A recently released film has raised controversy in South Korean society and political circles, though this may be expected considering its subject material.
Northern Limit Line (NLL), named for the inter-Korea naval boundary that has been the scene of several deadly clashes, realistically depicts the battle between two Koreas on June 29, 2002, during the FIFA World Cup South Korea co-hosted with Japan. As South Koreans everywhere concentrated on the score of the soccer match to determine the third-place finisher, the Second Battle of Yeonpyong was raging. The Northern side had suddenly attacked, and six South Korean soldiers were killed.
In the movie, young South Korean servicemen are depicted as ordinary neighbors, sons and husbands, which deepens the sorrow of the audience considering their ultimate fate. They love to cheer for the national soccer team, and the actual interview video taken on the ship shows them to be normal young men who hoped to join the red wave sweeping the Southern part of the peninsula as South Korea advanced all the way to the World Cup semis.
The main promotional poster of the movie highlights patriotism: “In June 2002, on the day the Republic of Korea was dyed red,” it reads, with the background image of the national flag of South Korea.
North Korean state media outlet Uriminjokkiri lambasted the movie, calling it “distorted” and an “anti-DPRK movie.”
For their part, South Korean conservative politicians are complimenting this movie. On Thursday, there was a movie screening at the National Assembly, and former President Lee Myung-bak watched the movie on Friday.
“There are various ways to protect the nation, but nothing more is patriotic than giving one’s life for the nation. This is the best patriotism,” Lee said to the press before watching the movie. He encouraged that they watch the movie through a Facebook post.
The movie criticized then-President Kim Dae-jung’s easygoing attitude toward North Korea. It shows a video of him watching the closing ceremony of the World Cup in Japan, despite the battle, and not even showing up at the soldiers’ funeral ceremony. The bereaved families are depicted as abandoned.
However, the former secretary to President Kim described this as a judgement call from the leader of the nation co-hosting the international event.
“The president cancelled his plans to watch the match, and vigorously protested to North Korea. North Korea said it was an accident, not directed by the central institution. If the ROK had issued a state of emergency, we would have had to cancel all the matches. He intended to imply confidence, that the South would never falter over such attacks,” Kim Han-jung told NK News.
Also, Kim said that the president did not ignore the funeral for those who died in battle.
“The president sent the chief presidential secretary to the funeral, and ran to the hospital in order to console the injured soldiers right after his return from Japan. Afterward, he invited bereaved families to the Blue House, then awarded them a medal,” he said.
Whether North Korea attacked the South Korean vessel intentionally or not is still unclear. The DPRK officially sent a written apology and suggested dialogue to South, but even Kim has questioned their explanation.

****

Return the part of the article about the film that starts at "However, the former" and ends at "died in battle.", copied word for word. The lines in these dataset entries have no connection to the article about the film.

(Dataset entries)
****

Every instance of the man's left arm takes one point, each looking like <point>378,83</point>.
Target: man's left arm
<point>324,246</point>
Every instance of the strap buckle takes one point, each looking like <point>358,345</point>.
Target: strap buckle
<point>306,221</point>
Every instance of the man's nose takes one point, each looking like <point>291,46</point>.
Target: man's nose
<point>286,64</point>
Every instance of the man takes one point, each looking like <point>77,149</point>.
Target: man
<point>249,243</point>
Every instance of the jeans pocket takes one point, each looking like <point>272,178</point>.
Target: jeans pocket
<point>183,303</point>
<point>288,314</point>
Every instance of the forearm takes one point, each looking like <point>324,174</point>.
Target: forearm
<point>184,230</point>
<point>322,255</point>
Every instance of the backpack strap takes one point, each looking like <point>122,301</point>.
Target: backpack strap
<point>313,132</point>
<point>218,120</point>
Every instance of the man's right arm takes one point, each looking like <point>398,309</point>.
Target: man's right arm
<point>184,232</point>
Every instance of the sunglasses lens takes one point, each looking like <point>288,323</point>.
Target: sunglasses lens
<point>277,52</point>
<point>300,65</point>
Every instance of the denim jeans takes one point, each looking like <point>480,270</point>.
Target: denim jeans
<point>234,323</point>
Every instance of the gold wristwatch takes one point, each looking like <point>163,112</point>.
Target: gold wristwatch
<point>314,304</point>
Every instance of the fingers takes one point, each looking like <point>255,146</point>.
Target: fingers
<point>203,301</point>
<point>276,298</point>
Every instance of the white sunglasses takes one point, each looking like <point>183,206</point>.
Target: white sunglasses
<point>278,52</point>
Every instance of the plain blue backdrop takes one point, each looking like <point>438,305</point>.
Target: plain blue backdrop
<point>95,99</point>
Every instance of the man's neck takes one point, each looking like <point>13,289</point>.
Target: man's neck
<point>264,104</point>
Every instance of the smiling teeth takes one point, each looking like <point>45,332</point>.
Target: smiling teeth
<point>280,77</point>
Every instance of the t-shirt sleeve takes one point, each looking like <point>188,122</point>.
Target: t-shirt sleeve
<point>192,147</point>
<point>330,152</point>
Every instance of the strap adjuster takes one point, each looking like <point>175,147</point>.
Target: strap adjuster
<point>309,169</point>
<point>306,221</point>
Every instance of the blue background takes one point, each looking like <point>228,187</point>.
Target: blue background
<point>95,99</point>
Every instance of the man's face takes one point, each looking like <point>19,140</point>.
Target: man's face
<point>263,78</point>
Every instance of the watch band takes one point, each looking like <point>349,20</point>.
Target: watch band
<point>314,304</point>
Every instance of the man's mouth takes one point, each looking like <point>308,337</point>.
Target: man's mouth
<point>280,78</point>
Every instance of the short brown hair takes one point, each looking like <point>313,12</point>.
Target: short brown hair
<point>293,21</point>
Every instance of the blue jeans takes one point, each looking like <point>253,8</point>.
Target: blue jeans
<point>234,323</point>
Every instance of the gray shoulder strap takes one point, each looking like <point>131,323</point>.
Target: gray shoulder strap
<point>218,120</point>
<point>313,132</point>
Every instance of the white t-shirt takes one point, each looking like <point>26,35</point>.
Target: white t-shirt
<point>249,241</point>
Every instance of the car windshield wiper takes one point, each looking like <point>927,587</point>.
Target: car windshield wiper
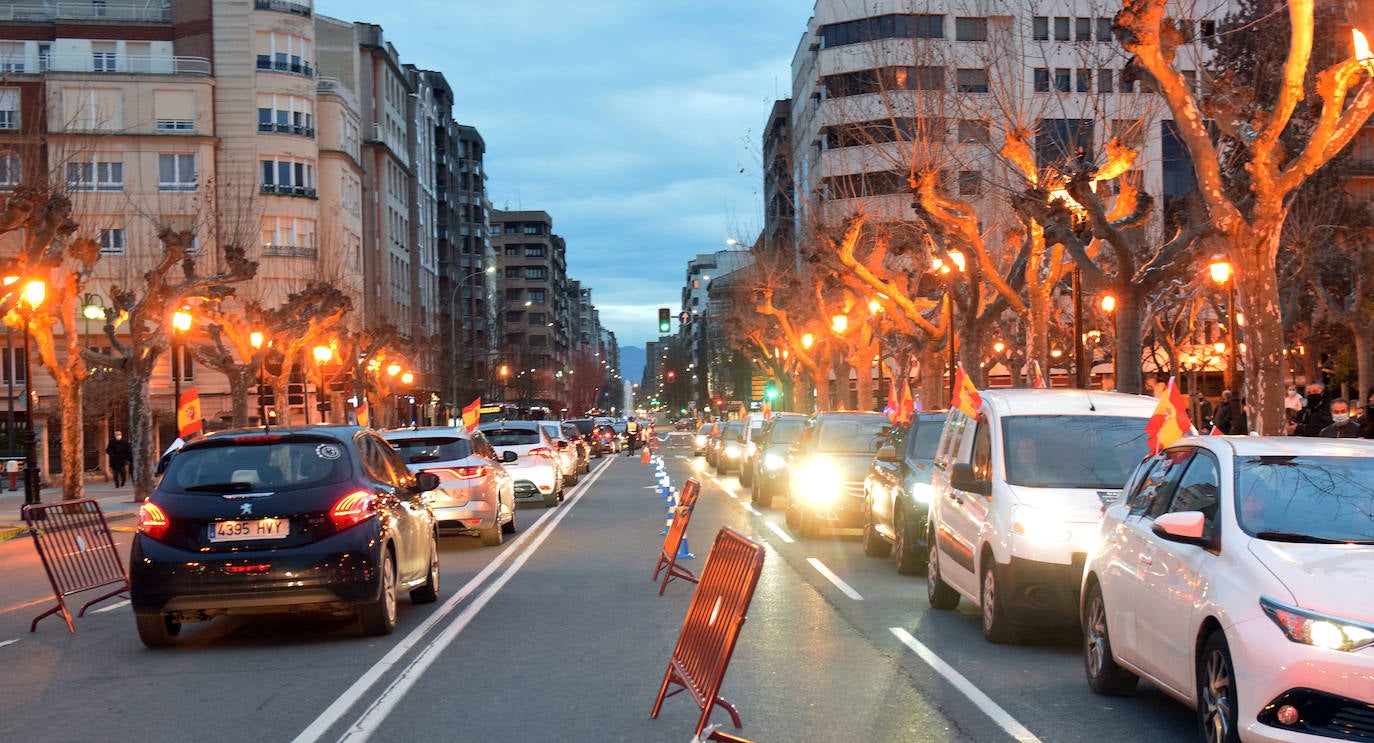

****

## RESULT OF THIS EXERCISE
However, the former secretary to President Kim described this as a judgement call from the leader of the nation co-hosting the international event.
“The president cancelled his plans to watch the match, and vigorously protested to North Korea. North Korea said it was an accident, not directed by the central institution. If the ROK had issued a state of emergency, we would have had to cancel all the matches. He intended to imply confidence, that the South would never falter over such attacks,” Kim Han-jung told NK News.
Also, Kim said that the president did not ignore the funeral for those who died in battle.